◆ Work to be completed: Your answer must restate each entry below word for word, with no pictures in it.

[Collection entries]
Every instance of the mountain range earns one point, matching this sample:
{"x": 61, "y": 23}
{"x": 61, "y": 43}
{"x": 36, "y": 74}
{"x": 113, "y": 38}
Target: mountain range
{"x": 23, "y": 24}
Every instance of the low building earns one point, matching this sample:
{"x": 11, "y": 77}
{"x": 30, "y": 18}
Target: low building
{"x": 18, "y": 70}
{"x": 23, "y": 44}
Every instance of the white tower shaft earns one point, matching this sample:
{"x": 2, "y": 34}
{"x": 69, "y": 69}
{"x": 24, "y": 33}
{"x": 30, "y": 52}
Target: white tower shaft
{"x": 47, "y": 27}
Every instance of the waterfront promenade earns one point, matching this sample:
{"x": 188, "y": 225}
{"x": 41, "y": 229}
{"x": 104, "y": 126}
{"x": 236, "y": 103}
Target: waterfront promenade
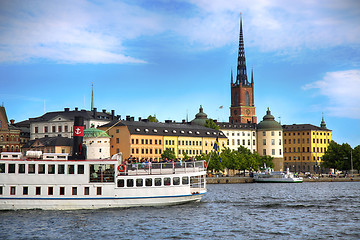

◆ Response to the task:
Every instance of the mountain range earns one point, matching this sample:
{"x": 61, "y": 23}
{"x": 61, "y": 43}
{"x": 36, "y": 74}
{"x": 113, "y": 38}
Target: mountain range
{"x": 23, "y": 24}
Every instance of the low building earns one point, matching this sample:
{"x": 11, "y": 77}
{"x": 30, "y": 18}
Target: low building
{"x": 18, "y": 70}
{"x": 23, "y": 44}
Every instance of the white tower shaft earns one point, matching this sample:
{"x": 2, "y": 34}
{"x": 69, "y": 69}
{"x": 24, "y": 33}
{"x": 30, "y": 52}
Target: white tower shaft
{"x": 47, "y": 27}
Every instance of the waterfront promenade earns one point, matching this sample:
{"x": 188, "y": 225}
{"x": 41, "y": 229}
{"x": 104, "y": 126}
{"x": 236, "y": 103}
Target: waterfront promenade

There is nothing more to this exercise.